--- Begin ---

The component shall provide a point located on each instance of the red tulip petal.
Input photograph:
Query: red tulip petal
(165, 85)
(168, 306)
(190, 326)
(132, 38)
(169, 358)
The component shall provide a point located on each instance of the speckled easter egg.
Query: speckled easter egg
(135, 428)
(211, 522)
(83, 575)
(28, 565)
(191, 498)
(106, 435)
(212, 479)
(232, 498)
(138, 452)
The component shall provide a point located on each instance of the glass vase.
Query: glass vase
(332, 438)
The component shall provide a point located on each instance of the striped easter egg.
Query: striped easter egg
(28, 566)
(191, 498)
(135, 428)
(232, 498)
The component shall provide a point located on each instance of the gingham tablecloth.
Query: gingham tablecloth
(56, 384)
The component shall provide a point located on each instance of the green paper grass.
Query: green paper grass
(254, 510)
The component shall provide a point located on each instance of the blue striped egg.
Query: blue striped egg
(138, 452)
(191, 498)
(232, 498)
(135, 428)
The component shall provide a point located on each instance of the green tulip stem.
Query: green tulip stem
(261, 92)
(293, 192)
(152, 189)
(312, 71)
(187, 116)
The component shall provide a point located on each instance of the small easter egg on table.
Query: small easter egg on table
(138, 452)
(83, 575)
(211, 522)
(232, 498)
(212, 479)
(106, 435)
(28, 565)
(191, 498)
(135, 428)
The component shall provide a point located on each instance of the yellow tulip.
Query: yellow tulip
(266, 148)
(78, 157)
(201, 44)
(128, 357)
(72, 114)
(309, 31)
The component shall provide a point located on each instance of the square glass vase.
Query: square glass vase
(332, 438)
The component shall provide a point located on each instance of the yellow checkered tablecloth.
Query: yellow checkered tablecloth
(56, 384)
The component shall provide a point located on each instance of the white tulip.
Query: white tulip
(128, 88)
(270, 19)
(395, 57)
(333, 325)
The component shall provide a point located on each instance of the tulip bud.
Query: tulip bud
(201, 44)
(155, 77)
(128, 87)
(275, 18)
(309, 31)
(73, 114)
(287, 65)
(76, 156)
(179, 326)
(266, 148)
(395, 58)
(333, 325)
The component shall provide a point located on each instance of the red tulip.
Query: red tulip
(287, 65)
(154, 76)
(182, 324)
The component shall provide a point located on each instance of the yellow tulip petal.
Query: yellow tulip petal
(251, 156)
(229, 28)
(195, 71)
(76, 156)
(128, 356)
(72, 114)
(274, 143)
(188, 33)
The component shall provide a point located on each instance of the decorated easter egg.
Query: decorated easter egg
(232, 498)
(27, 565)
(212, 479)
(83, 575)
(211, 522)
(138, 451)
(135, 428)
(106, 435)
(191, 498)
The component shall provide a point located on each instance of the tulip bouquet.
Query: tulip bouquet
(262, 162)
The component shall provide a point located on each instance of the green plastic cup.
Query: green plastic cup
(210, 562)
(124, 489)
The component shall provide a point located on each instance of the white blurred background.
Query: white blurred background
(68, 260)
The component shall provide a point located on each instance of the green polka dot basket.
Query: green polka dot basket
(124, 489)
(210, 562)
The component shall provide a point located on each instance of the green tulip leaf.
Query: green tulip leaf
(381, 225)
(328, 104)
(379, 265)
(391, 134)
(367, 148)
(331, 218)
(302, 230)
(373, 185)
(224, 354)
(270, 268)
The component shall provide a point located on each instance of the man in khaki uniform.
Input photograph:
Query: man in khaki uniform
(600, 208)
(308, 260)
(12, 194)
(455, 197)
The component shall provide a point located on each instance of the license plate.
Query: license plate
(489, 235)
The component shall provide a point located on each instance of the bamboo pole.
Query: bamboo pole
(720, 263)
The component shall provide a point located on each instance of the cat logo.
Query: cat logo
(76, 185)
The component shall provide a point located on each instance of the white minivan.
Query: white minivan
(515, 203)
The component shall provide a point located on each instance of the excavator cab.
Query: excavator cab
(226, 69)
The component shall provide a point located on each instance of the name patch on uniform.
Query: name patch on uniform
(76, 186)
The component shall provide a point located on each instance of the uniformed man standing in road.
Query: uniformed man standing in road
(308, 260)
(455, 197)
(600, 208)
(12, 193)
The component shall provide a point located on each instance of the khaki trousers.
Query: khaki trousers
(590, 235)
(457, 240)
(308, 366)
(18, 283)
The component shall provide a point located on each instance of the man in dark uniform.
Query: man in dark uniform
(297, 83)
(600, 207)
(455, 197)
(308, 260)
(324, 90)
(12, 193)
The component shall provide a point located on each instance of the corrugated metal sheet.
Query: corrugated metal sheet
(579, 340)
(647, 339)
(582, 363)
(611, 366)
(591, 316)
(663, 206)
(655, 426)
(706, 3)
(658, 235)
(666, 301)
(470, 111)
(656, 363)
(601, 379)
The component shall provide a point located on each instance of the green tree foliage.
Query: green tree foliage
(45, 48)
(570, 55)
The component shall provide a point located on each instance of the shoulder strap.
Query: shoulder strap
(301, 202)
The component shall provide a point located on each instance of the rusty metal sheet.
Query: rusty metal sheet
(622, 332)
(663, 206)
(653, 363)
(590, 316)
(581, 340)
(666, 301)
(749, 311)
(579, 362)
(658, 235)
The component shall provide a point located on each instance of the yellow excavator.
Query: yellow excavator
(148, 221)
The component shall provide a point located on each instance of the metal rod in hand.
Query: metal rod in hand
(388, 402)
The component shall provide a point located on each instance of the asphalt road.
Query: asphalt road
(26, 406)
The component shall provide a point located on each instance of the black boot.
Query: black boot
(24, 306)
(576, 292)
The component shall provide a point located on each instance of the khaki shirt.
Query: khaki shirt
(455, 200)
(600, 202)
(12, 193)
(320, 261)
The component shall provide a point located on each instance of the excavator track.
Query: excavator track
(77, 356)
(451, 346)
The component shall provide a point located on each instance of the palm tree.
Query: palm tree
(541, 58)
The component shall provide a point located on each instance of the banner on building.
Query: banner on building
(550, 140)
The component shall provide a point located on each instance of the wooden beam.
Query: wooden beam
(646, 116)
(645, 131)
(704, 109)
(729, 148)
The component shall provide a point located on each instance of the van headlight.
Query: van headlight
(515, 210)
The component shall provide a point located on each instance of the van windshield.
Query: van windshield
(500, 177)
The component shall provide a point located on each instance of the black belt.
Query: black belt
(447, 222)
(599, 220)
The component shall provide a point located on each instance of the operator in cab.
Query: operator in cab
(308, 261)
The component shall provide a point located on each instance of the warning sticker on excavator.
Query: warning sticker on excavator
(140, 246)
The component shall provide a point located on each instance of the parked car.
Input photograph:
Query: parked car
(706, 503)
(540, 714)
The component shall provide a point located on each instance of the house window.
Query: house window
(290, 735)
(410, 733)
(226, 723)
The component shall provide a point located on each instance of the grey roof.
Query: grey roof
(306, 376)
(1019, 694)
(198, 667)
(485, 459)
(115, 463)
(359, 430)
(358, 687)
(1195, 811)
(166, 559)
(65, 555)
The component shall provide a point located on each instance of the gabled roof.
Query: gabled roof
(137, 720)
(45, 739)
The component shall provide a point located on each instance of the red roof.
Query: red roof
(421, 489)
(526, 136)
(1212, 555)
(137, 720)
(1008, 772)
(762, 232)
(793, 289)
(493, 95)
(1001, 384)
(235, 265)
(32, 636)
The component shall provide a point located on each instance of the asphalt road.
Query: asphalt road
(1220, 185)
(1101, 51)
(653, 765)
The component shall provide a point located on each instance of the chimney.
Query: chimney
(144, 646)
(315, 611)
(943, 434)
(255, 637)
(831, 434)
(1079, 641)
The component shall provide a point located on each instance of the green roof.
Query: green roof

--- End ---

Reproduce verbatim the lines of the material from the line containing "of the chimney." up to and including the final line of the material.

#### ANSWER TO THE PROBLEM
The component shall provide a point located on each instance of the chimney.
Query: chimney
(144, 646)
(315, 611)
(943, 434)
(255, 637)
(831, 434)
(1079, 641)
The component shall provide a point located on each instance of the green roof.
Query: green roof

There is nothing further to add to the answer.